• _Dataset records_:

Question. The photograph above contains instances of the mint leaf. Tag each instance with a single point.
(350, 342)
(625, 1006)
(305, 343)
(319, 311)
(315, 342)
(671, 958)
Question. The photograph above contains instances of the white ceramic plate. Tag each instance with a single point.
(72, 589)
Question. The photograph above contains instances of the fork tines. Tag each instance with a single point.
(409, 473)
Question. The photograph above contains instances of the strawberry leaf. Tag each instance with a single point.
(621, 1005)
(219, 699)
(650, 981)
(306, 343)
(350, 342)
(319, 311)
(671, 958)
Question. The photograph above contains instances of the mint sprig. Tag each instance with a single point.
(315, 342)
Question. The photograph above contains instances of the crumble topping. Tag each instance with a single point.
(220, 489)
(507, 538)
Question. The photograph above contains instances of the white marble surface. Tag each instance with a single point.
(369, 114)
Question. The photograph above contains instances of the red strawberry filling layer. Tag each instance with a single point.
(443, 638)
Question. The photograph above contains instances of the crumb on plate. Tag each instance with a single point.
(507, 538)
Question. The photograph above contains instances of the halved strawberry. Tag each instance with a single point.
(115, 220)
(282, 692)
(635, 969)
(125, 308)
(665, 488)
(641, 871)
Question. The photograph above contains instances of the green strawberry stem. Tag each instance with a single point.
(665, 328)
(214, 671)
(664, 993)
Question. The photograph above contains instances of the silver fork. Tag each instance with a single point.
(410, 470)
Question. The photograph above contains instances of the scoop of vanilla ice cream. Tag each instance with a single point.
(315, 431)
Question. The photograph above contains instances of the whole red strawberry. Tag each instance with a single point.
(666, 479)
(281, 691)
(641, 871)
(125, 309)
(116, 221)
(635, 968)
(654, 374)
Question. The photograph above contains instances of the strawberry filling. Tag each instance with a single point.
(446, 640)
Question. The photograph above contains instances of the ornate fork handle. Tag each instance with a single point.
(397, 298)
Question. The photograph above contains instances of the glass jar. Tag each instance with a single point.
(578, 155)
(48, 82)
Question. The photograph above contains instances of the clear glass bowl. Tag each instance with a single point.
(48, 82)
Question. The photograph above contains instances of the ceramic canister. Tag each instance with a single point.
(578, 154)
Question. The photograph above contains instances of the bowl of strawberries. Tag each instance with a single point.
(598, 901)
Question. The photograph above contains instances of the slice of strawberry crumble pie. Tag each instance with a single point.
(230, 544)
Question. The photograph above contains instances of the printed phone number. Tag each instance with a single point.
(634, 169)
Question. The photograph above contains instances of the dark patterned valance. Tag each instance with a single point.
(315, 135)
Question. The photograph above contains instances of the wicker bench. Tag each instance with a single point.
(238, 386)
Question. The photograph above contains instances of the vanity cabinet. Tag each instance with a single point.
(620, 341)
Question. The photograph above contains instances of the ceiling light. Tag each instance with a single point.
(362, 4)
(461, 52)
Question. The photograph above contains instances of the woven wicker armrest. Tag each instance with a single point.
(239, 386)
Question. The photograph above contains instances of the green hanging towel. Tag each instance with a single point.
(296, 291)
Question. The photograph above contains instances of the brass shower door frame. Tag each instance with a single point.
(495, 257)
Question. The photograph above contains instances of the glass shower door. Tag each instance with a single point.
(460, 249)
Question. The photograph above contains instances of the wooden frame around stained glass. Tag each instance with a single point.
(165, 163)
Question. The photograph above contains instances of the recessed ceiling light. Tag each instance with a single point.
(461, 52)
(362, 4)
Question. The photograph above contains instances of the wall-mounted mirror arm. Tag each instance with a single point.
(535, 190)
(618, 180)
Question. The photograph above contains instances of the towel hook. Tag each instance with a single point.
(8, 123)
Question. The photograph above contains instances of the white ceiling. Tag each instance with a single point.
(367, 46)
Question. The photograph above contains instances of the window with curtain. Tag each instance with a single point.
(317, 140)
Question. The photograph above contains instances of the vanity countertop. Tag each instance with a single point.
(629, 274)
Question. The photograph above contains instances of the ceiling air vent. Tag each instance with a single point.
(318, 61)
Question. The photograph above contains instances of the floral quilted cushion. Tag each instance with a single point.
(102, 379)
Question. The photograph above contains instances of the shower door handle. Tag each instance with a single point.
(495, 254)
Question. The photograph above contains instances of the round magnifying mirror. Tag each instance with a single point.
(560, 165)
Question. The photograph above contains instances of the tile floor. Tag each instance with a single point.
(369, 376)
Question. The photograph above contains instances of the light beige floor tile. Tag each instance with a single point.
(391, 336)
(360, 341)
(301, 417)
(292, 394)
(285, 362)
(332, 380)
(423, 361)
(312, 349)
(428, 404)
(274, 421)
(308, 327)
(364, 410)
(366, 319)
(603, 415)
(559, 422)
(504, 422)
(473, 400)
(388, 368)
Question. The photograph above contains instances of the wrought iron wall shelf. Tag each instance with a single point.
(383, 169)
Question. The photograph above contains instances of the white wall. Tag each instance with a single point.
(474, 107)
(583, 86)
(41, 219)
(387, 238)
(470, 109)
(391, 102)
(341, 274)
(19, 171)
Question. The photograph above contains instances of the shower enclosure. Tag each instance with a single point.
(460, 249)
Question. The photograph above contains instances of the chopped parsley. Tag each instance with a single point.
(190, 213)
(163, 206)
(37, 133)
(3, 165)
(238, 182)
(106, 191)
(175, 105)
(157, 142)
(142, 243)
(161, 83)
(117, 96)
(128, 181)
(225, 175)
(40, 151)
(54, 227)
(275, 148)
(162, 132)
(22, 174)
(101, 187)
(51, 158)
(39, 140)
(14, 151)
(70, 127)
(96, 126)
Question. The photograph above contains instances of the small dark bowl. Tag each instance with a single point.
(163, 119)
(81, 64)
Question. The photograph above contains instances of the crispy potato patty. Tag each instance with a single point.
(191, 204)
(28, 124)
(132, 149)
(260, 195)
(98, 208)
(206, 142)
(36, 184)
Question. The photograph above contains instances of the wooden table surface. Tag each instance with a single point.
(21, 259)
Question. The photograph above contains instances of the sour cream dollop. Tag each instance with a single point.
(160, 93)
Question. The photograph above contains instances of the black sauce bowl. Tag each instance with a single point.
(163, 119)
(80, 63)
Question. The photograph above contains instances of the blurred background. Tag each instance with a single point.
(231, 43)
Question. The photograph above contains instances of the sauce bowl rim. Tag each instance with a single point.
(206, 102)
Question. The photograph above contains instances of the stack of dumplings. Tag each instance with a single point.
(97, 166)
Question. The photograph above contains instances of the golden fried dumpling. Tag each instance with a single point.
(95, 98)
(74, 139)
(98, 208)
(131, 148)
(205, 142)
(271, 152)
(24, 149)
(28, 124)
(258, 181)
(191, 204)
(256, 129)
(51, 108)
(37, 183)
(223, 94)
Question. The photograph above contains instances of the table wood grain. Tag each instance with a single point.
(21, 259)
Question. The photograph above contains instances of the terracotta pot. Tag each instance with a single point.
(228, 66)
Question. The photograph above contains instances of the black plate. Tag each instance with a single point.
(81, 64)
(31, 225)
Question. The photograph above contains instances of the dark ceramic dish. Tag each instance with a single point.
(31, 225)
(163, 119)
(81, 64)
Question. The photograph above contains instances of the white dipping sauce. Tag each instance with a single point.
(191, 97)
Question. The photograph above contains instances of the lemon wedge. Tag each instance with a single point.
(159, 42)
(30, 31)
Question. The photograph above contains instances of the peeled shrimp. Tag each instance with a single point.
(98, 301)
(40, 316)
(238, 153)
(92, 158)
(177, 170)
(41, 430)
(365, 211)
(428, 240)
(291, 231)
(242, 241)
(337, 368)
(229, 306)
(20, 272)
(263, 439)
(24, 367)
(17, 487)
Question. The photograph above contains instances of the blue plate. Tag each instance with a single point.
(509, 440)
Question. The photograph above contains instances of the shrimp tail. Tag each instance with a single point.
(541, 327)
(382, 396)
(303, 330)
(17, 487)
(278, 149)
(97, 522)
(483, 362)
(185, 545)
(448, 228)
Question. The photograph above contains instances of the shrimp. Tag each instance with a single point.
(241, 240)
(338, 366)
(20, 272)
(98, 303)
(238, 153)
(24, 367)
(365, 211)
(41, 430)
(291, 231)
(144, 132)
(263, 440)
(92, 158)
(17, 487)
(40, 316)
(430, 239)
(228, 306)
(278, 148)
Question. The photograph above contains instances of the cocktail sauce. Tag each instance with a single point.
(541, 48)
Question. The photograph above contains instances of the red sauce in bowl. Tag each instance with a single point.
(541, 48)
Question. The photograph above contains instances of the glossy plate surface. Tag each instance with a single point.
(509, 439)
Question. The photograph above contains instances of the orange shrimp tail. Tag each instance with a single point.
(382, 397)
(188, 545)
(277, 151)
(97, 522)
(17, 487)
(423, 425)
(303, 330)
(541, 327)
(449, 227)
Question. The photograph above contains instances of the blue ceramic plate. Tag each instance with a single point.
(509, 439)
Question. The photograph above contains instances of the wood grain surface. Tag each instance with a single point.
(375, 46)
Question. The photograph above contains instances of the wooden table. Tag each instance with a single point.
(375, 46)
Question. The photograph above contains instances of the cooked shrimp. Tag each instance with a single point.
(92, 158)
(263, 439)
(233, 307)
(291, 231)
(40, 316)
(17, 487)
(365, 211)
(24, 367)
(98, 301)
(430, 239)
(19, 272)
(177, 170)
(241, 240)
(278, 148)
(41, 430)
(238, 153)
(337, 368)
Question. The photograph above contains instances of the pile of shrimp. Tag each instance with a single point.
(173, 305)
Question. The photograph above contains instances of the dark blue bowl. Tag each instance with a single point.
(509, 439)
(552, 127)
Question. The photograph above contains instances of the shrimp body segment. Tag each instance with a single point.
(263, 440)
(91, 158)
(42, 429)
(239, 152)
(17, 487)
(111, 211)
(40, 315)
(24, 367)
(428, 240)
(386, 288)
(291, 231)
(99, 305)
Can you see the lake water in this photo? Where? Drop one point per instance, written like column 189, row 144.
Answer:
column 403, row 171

• _Exercise_: Retype exactly the lines of the data above that fall between the line with "Question. The photograph above contains instances of the cooked" and the line with "Can you see", inclusive, and add nothing.

• _Written answer_:
Question. The photograph above contains instances of the cooked shrimp. Tag each instance with a single point.
(92, 158)
(263, 439)
(233, 307)
(291, 231)
(40, 316)
(17, 487)
(365, 211)
(24, 367)
(98, 301)
(430, 239)
(19, 272)
(177, 170)
(241, 240)
(278, 148)
(41, 430)
(238, 153)
(337, 368)
Question. The photograph above contains instances of the pile of shrimp. Tag each instance with a single point.
(173, 305)
Question. The photograph above contains instances of the dark blue bowl. Tag each instance with a single point.
(509, 439)
(552, 127)
Question. The photograph above contains instances of the shrimp body segment. Tag each instance with a single point.
(263, 440)
(91, 158)
(42, 429)
(239, 152)
(17, 487)
(111, 211)
(40, 315)
(24, 367)
(428, 240)
(386, 288)
(291, 231)
(99, 305)
Can you see the lake water in this photo? Where? Drop one point per instance, written like column 189, row 144.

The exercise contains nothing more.